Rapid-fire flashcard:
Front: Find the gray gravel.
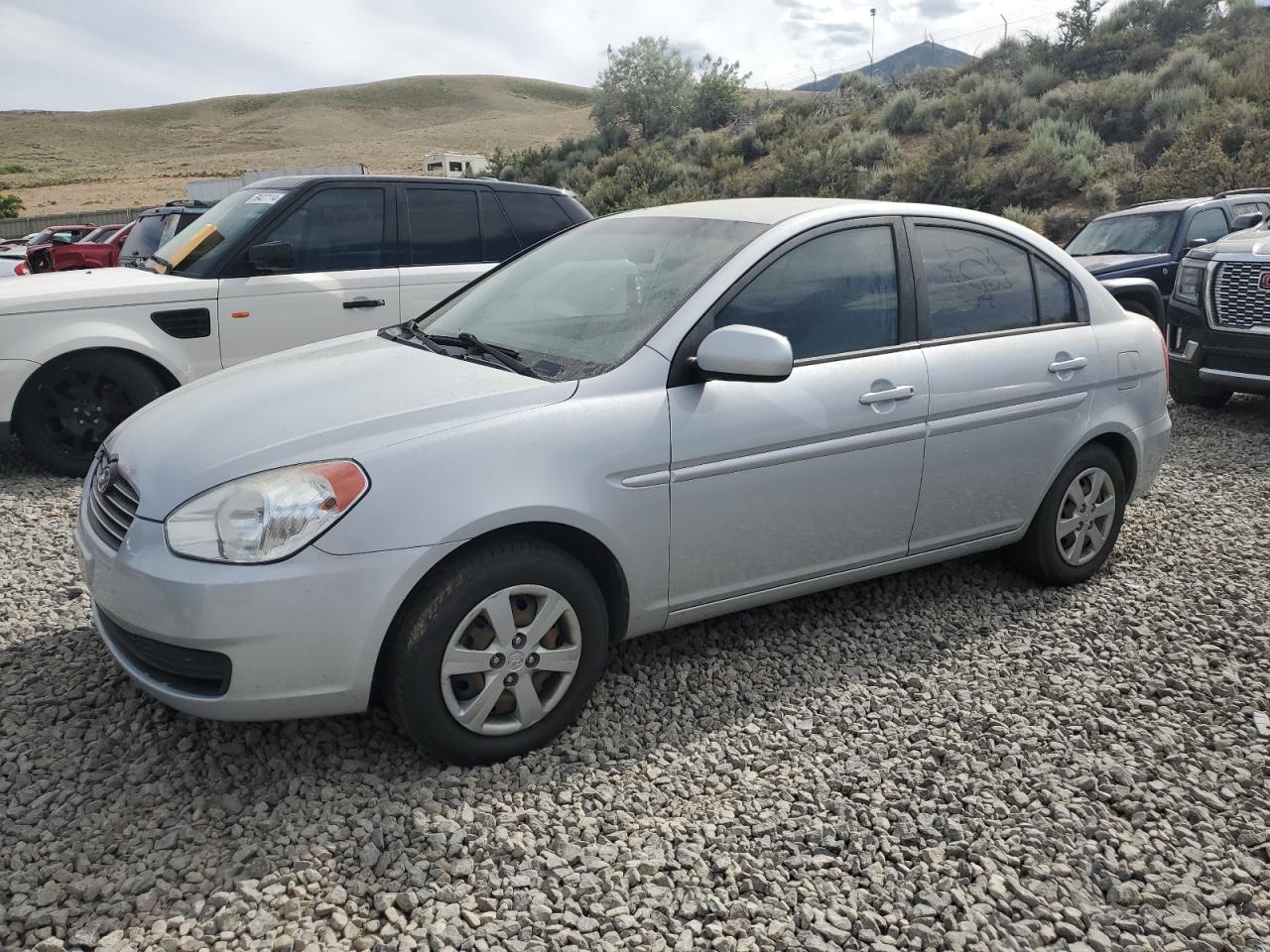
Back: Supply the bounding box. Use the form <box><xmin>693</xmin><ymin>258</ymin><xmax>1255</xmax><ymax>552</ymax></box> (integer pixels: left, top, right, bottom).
<box><xmin>0</xmin><ymin>399</ymin><xmax>1270</xmax><ymax>952</ymax></box>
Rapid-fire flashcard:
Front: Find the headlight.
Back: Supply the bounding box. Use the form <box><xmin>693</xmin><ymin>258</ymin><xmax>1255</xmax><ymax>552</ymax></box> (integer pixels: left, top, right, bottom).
<box><xmin>1174</xmin><ymin>264</ymin><xmax>1204</xmax><ymax>304</ymax></box>
<box><xmin>164</xmin><ymin>459</ymin><xmax>371</xmax><ymax>562</ymax></box>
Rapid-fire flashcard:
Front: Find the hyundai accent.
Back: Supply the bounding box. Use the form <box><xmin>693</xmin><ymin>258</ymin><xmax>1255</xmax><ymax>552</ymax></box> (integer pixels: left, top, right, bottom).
<box><xmin>76</xmin><ymin>198</ymin><xmax>1170</xmax><ymax>763</ymax></box>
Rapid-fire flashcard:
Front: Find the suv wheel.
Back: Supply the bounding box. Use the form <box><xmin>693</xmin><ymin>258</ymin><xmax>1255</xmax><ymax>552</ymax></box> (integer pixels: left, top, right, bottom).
<box><xmin>1017</xmin><ymin>443</ymin><xmax>1128</xmax><ymax>585</ymax></box>
<box><xmin>384</xmin><ymin>538</ymin><xmax>608</xmax><ymax>765</ymax></box>
<box><xmin>14</xmin><ymin>352</ymin><xmax>168</xmax><ymax>476</ymax></box>
<box><xmin>1169</xmin><ymin>375</ymin><xmax>1234</xmax><ymax>410</ymax></box>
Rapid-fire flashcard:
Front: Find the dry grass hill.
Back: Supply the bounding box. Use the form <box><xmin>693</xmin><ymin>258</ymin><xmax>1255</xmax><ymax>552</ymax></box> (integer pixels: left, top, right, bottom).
<box><xmin>0</xmin><ymin>76</ymin><xmax>591</xmax><ymax>214</ymax></box>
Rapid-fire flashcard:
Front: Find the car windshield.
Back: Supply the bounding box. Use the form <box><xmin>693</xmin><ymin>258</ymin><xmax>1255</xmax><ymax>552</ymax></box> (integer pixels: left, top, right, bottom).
<box><xmin>414</xmin><ymin>217</ymin><xmax>766</xmax><ymax>380</ymax></box>
<box><xmin>154</xmin><ymin>187</ymin><xmax>286</xmax><ymax>274</ymax></box>
<box><xmin>1067</xmin><ymin>212</ymin><xmax>1183</xmax><ymax>258</ymax></box>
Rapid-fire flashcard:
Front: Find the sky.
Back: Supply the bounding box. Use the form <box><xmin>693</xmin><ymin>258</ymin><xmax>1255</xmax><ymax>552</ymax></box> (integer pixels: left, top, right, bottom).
<box><xmin>0</xmin><ymin>0</ymin><xmax>1112</xmax><ymax>110</ymax></box>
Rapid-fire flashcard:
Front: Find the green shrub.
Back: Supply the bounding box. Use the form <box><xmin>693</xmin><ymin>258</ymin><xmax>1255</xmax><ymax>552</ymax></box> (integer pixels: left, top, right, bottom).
<box><xmin>1022</xmin><ymin>63</ymin><xmax>1063</xmax><ymax>98</ymax></box>
<box><xmin>1147</xmin><ymin>82</ymin><xmax>1207</xmax><ymax>130</ymax></box>
<box><xmin>881</xmin><ymin>89</ymin><xmax>922</xmax><ymax>132</ymax></box>
<box><xmin>1084</xmin><ymin>180</ymin><xmax>1117</xmax><ymax>217</ymax></box>
<box><xmin>1001</xmin><ymin>204</ymin><xmax>1045</xmax><ymax>235</ymax></box>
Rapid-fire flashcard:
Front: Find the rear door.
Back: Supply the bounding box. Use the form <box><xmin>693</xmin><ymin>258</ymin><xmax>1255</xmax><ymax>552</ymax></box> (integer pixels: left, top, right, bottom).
<box><xmin>217</xmin><ymin>181</ymin><xmax>400</xmax><ymax>367</ymax></box>
<box><xmin>400</xmin><ymin>182</ymin><xmax>521</xmax><ymax>320</ymax></box>
<box><xmin>908</xmin><ymin>219</ymin><xmax>1098</xmax><ymax>554</ymax></box>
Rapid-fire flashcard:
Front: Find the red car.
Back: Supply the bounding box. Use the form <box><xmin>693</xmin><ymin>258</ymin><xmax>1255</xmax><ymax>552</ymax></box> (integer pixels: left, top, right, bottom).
<box><xmin>22</xmin><ymin>222</ymin><xmax>132</xmax><ymax>274</ymax></box>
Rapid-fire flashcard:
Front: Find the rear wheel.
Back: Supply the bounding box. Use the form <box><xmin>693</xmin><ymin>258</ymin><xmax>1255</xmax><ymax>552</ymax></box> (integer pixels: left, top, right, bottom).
<box><xmin>384</xmin><ymin>538</ymin><xmax>608</xmax><ymax>765</ymax></box>
<box><xmin>1017</xmin><ymin>443</ymin><xmax>1128</xmax><ymax>585</ymax></box>
<box><xmin>14</xmin><ymin>352</ymin><xmax>168</xmax><ymax>476</ymax></box>
<box><xmin>1169</xmin><ymin>375</ymin><xmax>1234</xmax><ymax>410</ymax></box>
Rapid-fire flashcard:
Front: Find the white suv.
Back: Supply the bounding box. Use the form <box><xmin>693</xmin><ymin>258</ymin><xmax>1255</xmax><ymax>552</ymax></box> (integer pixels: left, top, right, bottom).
<box><xmin>0</xmin><ymin>176</ymin><xmax>590</xmax><ymax>475</ymax></box>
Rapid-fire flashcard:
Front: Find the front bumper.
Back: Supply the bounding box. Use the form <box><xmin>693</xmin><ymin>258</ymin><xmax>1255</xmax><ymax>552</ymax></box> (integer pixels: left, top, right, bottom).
<box><xmin>0</xmin><ymin>359</ymin><xmax>40</xmax><ymax>436</ymax></box>
<box><xmin>1166</xmin><ymin>300</ymin><xmax>1270</xmax><ymax>394</ymax></box>
<box><xmin>75</xmin><ymin>503</ymin><xmax>452</xmax><ymax>721</ymax></box>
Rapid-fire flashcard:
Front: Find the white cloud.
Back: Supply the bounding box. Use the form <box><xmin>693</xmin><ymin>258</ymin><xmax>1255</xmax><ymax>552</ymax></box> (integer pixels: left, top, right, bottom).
<box><xmin>0</xmin><ymin>0</ymin><xmax>1127</xmax><ymax>109</ymax></box>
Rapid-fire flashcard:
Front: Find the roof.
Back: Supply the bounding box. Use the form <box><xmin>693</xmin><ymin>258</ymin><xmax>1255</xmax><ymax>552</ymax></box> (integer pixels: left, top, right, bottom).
<box><xmin>622</xmin><ymin>198</ymin><xmax>873</xmax><ymax>225</ymax></box>
<box><xmin>242</xmin><ymin>176</ymin><xmax>569</xmax><ymax>195</ymax></box>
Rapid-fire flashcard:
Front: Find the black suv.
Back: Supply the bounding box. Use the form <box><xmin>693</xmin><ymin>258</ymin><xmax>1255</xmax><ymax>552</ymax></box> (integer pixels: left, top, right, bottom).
<box><xmin>1166</xmin><ymin>222</ymin><xmax>1270</xmax><ymax>408</ymax></box>
<box><xmin>1067</xmin><ymin>187</ymin><xmax>1270</xmax><ymax>320</ymax></box>
<box><xmin>119</xmin><ymin>199</ymin><xmax>210</xmax><ymax>268</ymax></box>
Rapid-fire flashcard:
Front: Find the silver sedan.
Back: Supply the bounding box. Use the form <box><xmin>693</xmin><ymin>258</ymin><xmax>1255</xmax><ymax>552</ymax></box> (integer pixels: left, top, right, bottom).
<box><xmin>76</xmin><ymin>198</ymin><xmax>1170</xmax><ymax>763</ymax></box>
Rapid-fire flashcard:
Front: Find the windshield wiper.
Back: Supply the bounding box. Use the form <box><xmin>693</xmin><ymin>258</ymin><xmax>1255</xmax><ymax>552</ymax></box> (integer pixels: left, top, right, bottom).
<box><xmin>451</xmin><ymin>330</ymin><xmax>543</xmax><ymax>380</ymax></box>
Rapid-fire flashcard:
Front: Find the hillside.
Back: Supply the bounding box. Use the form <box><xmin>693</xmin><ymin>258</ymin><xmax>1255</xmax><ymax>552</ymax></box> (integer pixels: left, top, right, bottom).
<box><xmin>0</xmin><ymin>76</ymin><xmax>590</xmax><ymax>214</ymax></box>
<box><xmin>799</xmin><ymin>41</ymin><xmax>971</xmax><ymax>92</ymax></box>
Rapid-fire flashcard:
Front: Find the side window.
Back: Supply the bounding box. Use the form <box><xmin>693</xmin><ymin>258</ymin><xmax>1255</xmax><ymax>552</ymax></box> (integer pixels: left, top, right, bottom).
<box><xmin>1187</xmin><ymin>208</ymin><xmax>1229</xmax><ymax>245</ymax></box>
<box><xmin>1033</xmin><ymin>257</ymin><xmax>1076</xmax><ymax>323</ymax></box>
<box><xmin>480</xmin><ymin>189</ymin><xmax>521</xmax><ymax>262</ymax></box>
<box><xmin>715</xmin><ymin>226</ymin><xmax>899</xmax><ymax>359</ymax></box>
<box><xmin>917</xmin><ymin>225</ymin><xmax>1036</xmax><ymax>337</ymax></box>
<box><xmin>262</xmin><ymin>187</ymin><xmax>384</xmax><ymax>272</ymax></box>
<box><xmin>499</xmin><ymin>191</ymin><xmax>572</xmax><ymax>248</ymax></box>
<box><xmin>405</xmin><ymin>187</ymin><xmax>484</xmax><ymax>264</ymax></box>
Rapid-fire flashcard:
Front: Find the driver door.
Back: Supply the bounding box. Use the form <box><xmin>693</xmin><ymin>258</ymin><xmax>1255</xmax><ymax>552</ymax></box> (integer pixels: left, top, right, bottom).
<box><xmin>217</xmin><ymin>182</ymin><xmax>400</xmax><ymax>367</ymax></box>
<box><xmin>670</xmin><ymin>218</ymin><xmax>929</xmax><ymax>611</ymax></box>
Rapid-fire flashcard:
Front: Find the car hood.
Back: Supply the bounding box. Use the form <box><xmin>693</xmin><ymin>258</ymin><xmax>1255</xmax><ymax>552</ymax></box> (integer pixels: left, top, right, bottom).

____________

JOB >> Gather every line of the material above that contains the string "white" and copy each one in full.

ANSWER TO THE TASK >>
Front: Find the white suv.
Front: Find the white cloud.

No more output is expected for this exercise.